+++ 提示文 +++

PMO導入でプロジェクトが成功した「3つの事例」
はじめに
これまで5回に渡って「PMO」という職業について解説してきました。今回は、実際にプロジェクトに入ったPMOが具体的にどのような動きをして、それによりプロジェクトにどのような影響をもたらしたのか、3つの事例で分かりやすく解説します。
【事例1】「作業者のストレス軽減」に着目し、エクセルで業務効率150%UP!
プロジェクトの概要
「経理部の日常作業が多く、財務諸表など必要なデータがすぐ得られないため早急な経営判断ができない」と、企業の経営層から相談を受けて始まったプロジェクトです。
「業務プロセスに手作業が混在し、ミスが発生しやすい」「月末月初の残業が常態化している」との声もあり早急な対応が求められる中、私はプロジェクト内PMO(※1)として参画しました。同社からは次の2つの要望がありました。
- 膨大な取引データの処理に追われる経理部門の事務処理時間を短縮化したい
- 将来的に事務作業を担当する人員を経理分析に注力させたい
これらの実現がプロジェクトのゴールとなります。そこで、私は次のような施策を打ち出すことにしました。
(*1):事業部内の1つのプロジェクトを管理するPMO。詳細は前回の記事を参照。主な実施施策
1. 経理部門のヒアリング、会計システムの現状把握を行い、業務プロセスの改善案、新ツールの仕様を決定
現行では月間数千件のデータ処理に3営業日を要していました。しかも、伝票を手書きして手入力する作業があるため「手書き伝票を作成する人」「会計システムに入力する人」「入力内容と伝票を照合する人」の少なくとも3人分のリソースが必要で、4人の従業員が手分けして作業にあたっていたのです。
ここで着目したのが「銀行取引データの活用」です。ネットバンキングから取得できるものですが、今まで通帳からデータを拾っていたため未使用でした。このデータを既存の会計システムに取り込めるよう、普段から従業員が使い慣れているエクセルで変換ツールを作成することにしました。
2. 有効性検証のため並行稼働を実施した上でツール導入
一定期間、現行作業とツールを活用した作業を並行して行い、有効性を比較。前者では手入力のミスが多発する一方、後者ではミスがなくツールの精度や正確性を証明できる結果となり、ツールの本格導入につながりました。
改善後の変化
- 作業スピードが150%アップ
3営業日を要していた入力作業は半日で完了できるようになり、翌営業日には財務諸表が出来上がる状態になりました。 - 工数は95%削減
4人の従業員が月24時間ずつかけて行っていた伝票入力や手書き伝票の作成(4人×24時間=96時間)は、1人の従業員が4時間作業するだけで完了できるようになりました。 - 正確性が格段に向上
伝票の手書きや入力といった「手作業」を照合する作業もなくなり、基本的にミスが起こらない環境ができました。

+++

* _課題_: 上のPMO導入事例の文章を、「(*1):事業部内の1つのプ」という語句から書き写し始め、「て作業にあたっていたのです。」まで写し終えたところで止めてください。

+++ 提供データ +++

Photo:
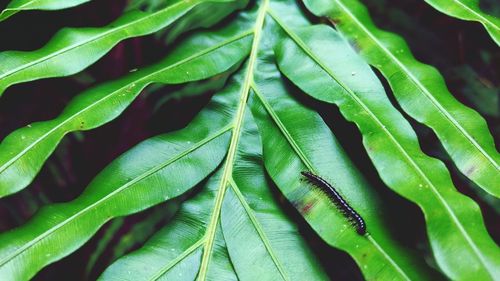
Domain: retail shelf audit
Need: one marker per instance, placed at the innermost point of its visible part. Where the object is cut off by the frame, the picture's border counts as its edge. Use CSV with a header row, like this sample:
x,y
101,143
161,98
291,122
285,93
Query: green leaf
x,y
174,253
201,56
469,10
146,175
421,91
249,221
73,49
311,57
292,135
17,6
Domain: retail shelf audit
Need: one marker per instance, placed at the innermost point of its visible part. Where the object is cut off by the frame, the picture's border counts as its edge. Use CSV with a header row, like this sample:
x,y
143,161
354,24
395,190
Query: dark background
x,y
462,51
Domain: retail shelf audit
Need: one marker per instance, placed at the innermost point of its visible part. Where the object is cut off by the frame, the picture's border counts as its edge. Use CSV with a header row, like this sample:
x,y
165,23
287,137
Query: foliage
x,y
271,66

+++

* _解答_:
(*1):事業部内の1つのプロジェクトを管理するPMO。詳細は前回の記事を参照。主な実施施策
1. 経理部門のヒアリング、会計システムの現状把握を行い、業務プロセスの改善案、新ツールの仕様を決定
現行では月間数千件のデータ処理に3営業日を要していました。しかも、伝票を手書きして手入力する作業があるため「手書き伝票を作成する人」「会計システムに入力する人」「入力内容と伝票を照合する人」の少なくとも3人分のリソースが必要で、4人の従業員が手分けして作業にあたっていたのです。